───── Material for the task
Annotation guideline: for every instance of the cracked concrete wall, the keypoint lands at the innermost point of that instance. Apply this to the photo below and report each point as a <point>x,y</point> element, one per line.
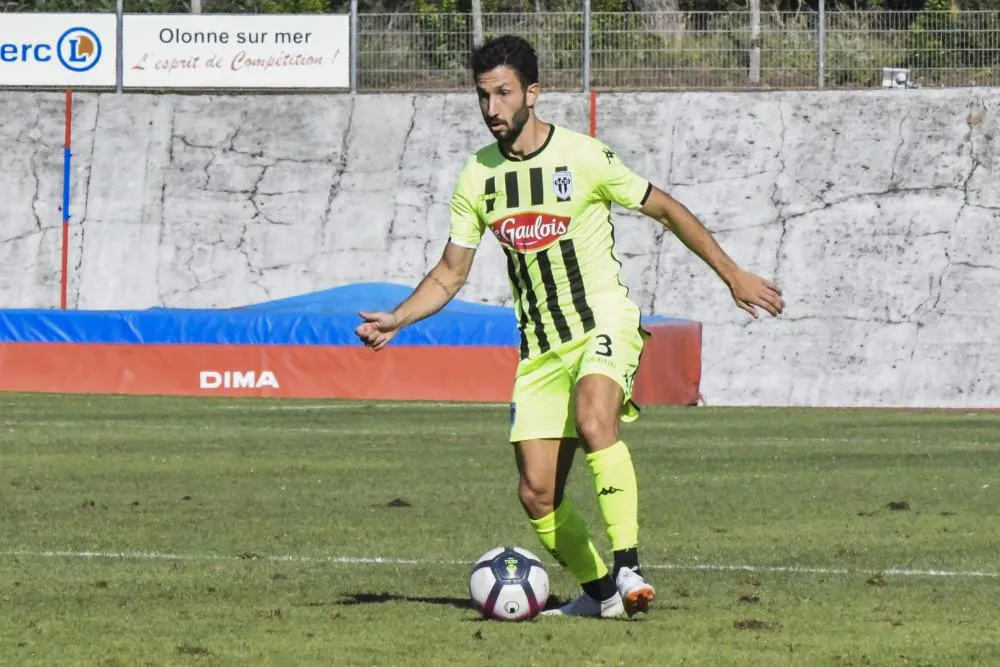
<point>877,211</point>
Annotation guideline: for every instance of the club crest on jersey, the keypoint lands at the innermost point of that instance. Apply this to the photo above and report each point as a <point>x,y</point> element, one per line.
<point>562,184</point>
<point>529,231</point>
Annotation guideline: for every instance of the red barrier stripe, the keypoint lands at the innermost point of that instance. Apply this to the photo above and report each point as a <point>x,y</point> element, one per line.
<point>670,372</point>
<point>593,113</point>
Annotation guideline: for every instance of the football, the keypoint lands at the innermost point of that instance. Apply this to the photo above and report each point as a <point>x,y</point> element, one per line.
<point>509,584</point>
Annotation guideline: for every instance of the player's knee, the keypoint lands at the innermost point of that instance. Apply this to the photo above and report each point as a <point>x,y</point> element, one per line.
<point>596,429</point>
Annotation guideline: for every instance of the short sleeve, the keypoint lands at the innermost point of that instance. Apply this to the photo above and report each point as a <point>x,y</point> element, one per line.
<point>467,227</point>
<point>615,181</point>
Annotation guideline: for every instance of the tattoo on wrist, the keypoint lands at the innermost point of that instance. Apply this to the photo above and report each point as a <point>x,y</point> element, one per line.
<point>446,289</point>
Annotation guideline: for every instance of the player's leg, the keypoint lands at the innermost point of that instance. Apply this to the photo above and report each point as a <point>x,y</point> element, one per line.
<point>543,467</point>
<point>603,390</point>
<point>543,435</point>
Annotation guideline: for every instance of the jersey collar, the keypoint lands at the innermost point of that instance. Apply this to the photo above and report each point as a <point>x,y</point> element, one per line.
<point>552,130</point>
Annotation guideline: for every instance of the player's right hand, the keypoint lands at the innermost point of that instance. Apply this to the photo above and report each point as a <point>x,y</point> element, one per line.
<point>377,329</point>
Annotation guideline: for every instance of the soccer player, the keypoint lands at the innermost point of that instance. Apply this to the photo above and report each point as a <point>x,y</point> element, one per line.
<point>545,193</point>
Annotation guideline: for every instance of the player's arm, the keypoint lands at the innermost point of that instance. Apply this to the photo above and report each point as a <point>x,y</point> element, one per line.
<point>444,281</point>
<point>748,290</point>
<point>438,287</point>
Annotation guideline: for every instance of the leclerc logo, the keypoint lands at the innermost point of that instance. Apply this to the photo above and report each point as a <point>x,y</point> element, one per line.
<point>79,49</point>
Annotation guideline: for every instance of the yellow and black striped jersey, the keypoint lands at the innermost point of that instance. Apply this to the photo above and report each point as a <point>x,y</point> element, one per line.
<point>551,213</point>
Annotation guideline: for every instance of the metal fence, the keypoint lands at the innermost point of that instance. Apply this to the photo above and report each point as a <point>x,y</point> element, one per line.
<point>664,50</point>
<point>692,50</point>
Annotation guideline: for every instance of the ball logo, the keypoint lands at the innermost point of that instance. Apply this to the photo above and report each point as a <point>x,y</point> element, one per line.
<point>79,49</point>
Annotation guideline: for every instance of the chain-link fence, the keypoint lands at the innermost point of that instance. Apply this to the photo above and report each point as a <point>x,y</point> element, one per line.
<point>696,50</point>
<point>692,50</point>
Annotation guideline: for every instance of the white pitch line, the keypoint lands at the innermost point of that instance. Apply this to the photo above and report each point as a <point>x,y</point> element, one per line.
<point>379,560</point>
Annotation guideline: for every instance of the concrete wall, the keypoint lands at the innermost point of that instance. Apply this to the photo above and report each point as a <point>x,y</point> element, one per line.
<point>877,211</point>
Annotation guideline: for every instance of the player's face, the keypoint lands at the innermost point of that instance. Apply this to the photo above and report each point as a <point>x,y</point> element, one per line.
<point>505,104</point>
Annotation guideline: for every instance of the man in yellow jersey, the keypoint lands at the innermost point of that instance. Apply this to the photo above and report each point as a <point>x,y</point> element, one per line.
<point>545,193</point>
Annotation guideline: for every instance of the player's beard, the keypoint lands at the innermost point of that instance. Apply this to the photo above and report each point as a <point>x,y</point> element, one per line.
<point>517,123</point>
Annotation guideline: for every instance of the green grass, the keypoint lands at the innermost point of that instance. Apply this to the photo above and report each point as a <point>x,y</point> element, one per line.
<point>232,519</point>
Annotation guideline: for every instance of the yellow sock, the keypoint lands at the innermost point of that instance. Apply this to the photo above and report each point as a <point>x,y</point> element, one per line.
<point>563,533</point>
<point>617,496</point>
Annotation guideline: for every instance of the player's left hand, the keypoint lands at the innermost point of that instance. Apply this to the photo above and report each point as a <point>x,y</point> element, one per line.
<point>750,290</point>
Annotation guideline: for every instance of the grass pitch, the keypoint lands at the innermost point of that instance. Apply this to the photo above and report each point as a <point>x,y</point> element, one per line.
<point>155,531</point>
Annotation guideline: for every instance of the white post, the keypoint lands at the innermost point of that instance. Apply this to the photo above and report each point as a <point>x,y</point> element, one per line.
<point>119,50</point>
<point>755,42</point>
<point>821,56</point>
<point>354,46</point>
<point>477,23</point>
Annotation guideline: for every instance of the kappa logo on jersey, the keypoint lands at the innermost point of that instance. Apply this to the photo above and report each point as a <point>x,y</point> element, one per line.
<point>529,231</point>
<point>562,184</point>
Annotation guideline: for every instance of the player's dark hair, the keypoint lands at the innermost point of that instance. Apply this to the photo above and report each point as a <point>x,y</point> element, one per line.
<point>510,50</point>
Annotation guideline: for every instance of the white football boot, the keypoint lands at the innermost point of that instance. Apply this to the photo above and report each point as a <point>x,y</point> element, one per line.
<point>636,593</point>
<point>588,607</point>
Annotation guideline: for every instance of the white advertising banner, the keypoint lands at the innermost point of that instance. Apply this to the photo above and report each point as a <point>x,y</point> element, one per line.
<point>236,51</point>
<point>66,50</point>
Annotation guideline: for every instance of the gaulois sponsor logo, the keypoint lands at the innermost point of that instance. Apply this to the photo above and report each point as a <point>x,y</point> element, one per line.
<point>529,230</point>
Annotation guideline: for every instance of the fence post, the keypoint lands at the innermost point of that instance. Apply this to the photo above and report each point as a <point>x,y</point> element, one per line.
<point>119,47</point>
<point>586,46</point>
<point>354,46</point>
<point>821,56</point>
──────────
What you should do: Can you write out all of the data above again with "innermost point" swapped for "central point" and everything else unchanged? Leave the pictures out.

Exercise response:
Annotation guideline: for every instance of the cracked concrete wall, the keypoint lands at the central point of that instance. Apply this to the photo below and report each point as a <point>x,y</point> element, one per line.
<point>877,211</point>
Annotation guideline: for every instance of the club crest on jersey, the keypoint lands at the central point of that instance. Apply this to the photo above and report each point as a <point>x,y</point> element, one per line.
<point>562,184</point>
<point>529,231</point>
Annotation guideline: for every instance of the red barrier stripe, the keypoint lands at the central point of that instance. Apply this to the photo above and report each point as a <point>x,y</point> element, one per line.
<point>670,372</point>
<point>593,113</point>
Annotation guideline: for every instance of the football, the keypoint lands at the central point of that instance. Apply this to the photo above and report each point as a <point>x,y</point> element, one per line.
<point>509,584</point>
Annotation guideline: for every instance of the player's knee, the keypoint lands at the central point of that instance. Apply this to the photo above and report each point as a <point>x,y</point> element, one per line.
<point>596,429</point>
Annotation guideline: for every instance of the short sleeve, the keypoint lands at the central point of that instance. Apply this to the photo above and report each point as a <point>x,y</point> element, one per line.
<point>467,227</point>
<point>615,181</point>
Annotation guideline: for every instance of the tattoo on wrist, the keypoint lands at the central point of that instance. Apply this to the photo above and report each point as a <point>x,y</point> element, one per line.
<point>446,289</point>
Annotation guideline: for every instance of the player's leg, the keypoint lands at the central point of that instance. Apply this to the photo above and report each point as a <point>x,y</point> element, one per line.
<point>543,467</point>
<point>603,390</point>
<point>543,435</point>
Annotation guideline: for every instance of the jersey collar, the keypoint lands at the central point of that instance. Apply this to the photo above and report each point as a <point>x,y</point> element, one per line.
<point>552,130</point>
Annotation guideline: for every instance of the player's right hand, the keypoint lands at the central point of that instance. Apply this to the photo above and report each point as a <point>x,y</point> element, one per line.
<point>377,329</point>
Annotation guideline: for every instance of the soccer player, the keypoint lands at the central point of that instance. Apply this to the photo above and report each point as a <point>x,y</point> element, one per line.
<point>545,193</point>
Annotation guideline: for every instance of the player's arm, the keypoint lands at the central point of that instance. Apply this to the photo above and report each point as a <point>x,y</point> element, one per line.
<point>444,281</point>
<point>748,290</point>
<point>438,287</point>
Annotation guideline: for every instance of the leclerc logo, the keypoint lands at the central point of that instance. Apply this to the photo above and report each point as a <point>x,y</point> element, one per line.
<point>79,49</point>
Annotation guideline: for every instance of the yellow and black striped jersey, the keypoint lands at the central point of that instance. Apply this to the photo above and report each point as a <point>x,y</point> element, one per line.
<point>551,213</point>
Annotation guideline: for every instance of the metal fence, the keypoint lands at the central point of that instance. Apply this to the photo above and report each point as a <point>x,y</point> element, one per line.
<point>664,50</point>
<point>692,50</point>
Annotation guideline: for every instance of the ball logo, the keypoint lands at the central point of that instance. Apply this to the photo above and report each point as a <point>x,y</point> element, one per line.
<point>79,49</point>
Annotation guideline: for every instance of the chain-link fence, the keypoint lands at the central point of that instance. Apply this to the photo above and report each point as a <point>x,y</point> element, one per line.
<point>696,50</point>
<point>692,50</point>
Annotation guideline: for every instance of the white pitch line, the keypoint lands at the central point of that instance. Apply this to the photo above and report each point as a <point>x,y</point> element, one per line.
<point>379,560</point>
Annotation guideline: for every instance of the concrete wall, the keypoint lands at the central point of that instance. Apply this to the photo above and report each point as a <point>x,y</point> element, one per line.
<point>877,211</point>
Annotation guideline: for every instance of the player's face, the keypoint lands at the central point of that instance. Apply this to the photo above and report each point as a <point>x,y</point> element, one per line.
<point>505,104</point>
Annotation guideline: for every instance of the man in yellow jersey, the keypoint lands at the central point of that instance. Apply this to the photo above and report each point as a <point>x,y</point> element, one per line.
<point>545,193</point>
Annotation guideline: for every instance of the player's beard, the keypoint lands at the central point of that instance. Apply this to the photo above and report each point as a <point>x,y</point> element, one per line.
<point>517,123</point>
Annotation guideline: for every instance of the green grass, the keypoint lands at the central point of that instance. Apply this to the photo above and report each point as a <point>x,y</point> element, one per line.
<point>232,519</point>
Annotation guideline: for every instance of the yellow sock, the keypoint lands at the central point of that instance. Apply this to the photo above and report each point as a <point>x,y</point> element, one per line.
<point>563,533</point>
<point>617,496</point>
Annotation guideline: for every instance of the player's left hand, the keypoint lands at the central point of that instance. Apply this to the photo above and report each point as a <point>x,y</point> element, one per line.
<point>750,290</point>
Annotation guideline: for every instance of the grass pitch, the keypoint lands at the central point of that instance. Apply this to the photo above and report each point as a <point>x,y</point> element, one per line.
<point>155,531</point>
Annotation guideline: for every instance of the white post, the keypoint lands at the central point of that instance. Apply this to the photo above and report each point as a <point>x,y</point> element, one per line.
<point>119,50</point>
<point>755,42</point>
<point>821,56</point>
<point>354,46</point>
<point>477,23</point>
Annotation guideline: for every instance of the kappa logo on jersey, the keypoint lands at the central point of that instance. Apply this to the photo above and report each point as a <point>x,y</point> element, one per line.
<point>529,231</point>
<point>562,184</point>
Annotation guideline: for every instance of the player's dark hair, the keypoint lands at the central point of that instance. Apply this to the photo above and report each point as a <point>x,y</point> element, one per line.
<point>510,50</point>
Annotation guideline: for every instance of the white football boot, the keypoint lands at the central point of that instance. Apply this to the photo above and report each point as a <point>x,y</point> element, one per line.
<point>636,593</point>
<point>588,607</point>
Annotation guideline: for every instance of the white advertising banner, the keypoint lands at the central point of that instance. Apply this to the photo above and report each point as a <point>x,y</point> element, one per line.
<point>236,51</point>
<point>66,50</point>
Annotation guideline: for every instance of the gaulois sponsor logo, the keypoint lands at the central point of that instance. Apply this to the photo above and report each point as a <point>x,y</point> element, one per line.
<point>529,230</point>
Annotation guideline: for every instance of the fence post, the keypoint lands at the central point of that instance. Apply this to the photo above and report each point as a <point>x,y</point> element, one per line.
<point>119,47</point>
<point>586,46</point>
<point>354,46</point>
<point>821,56</point>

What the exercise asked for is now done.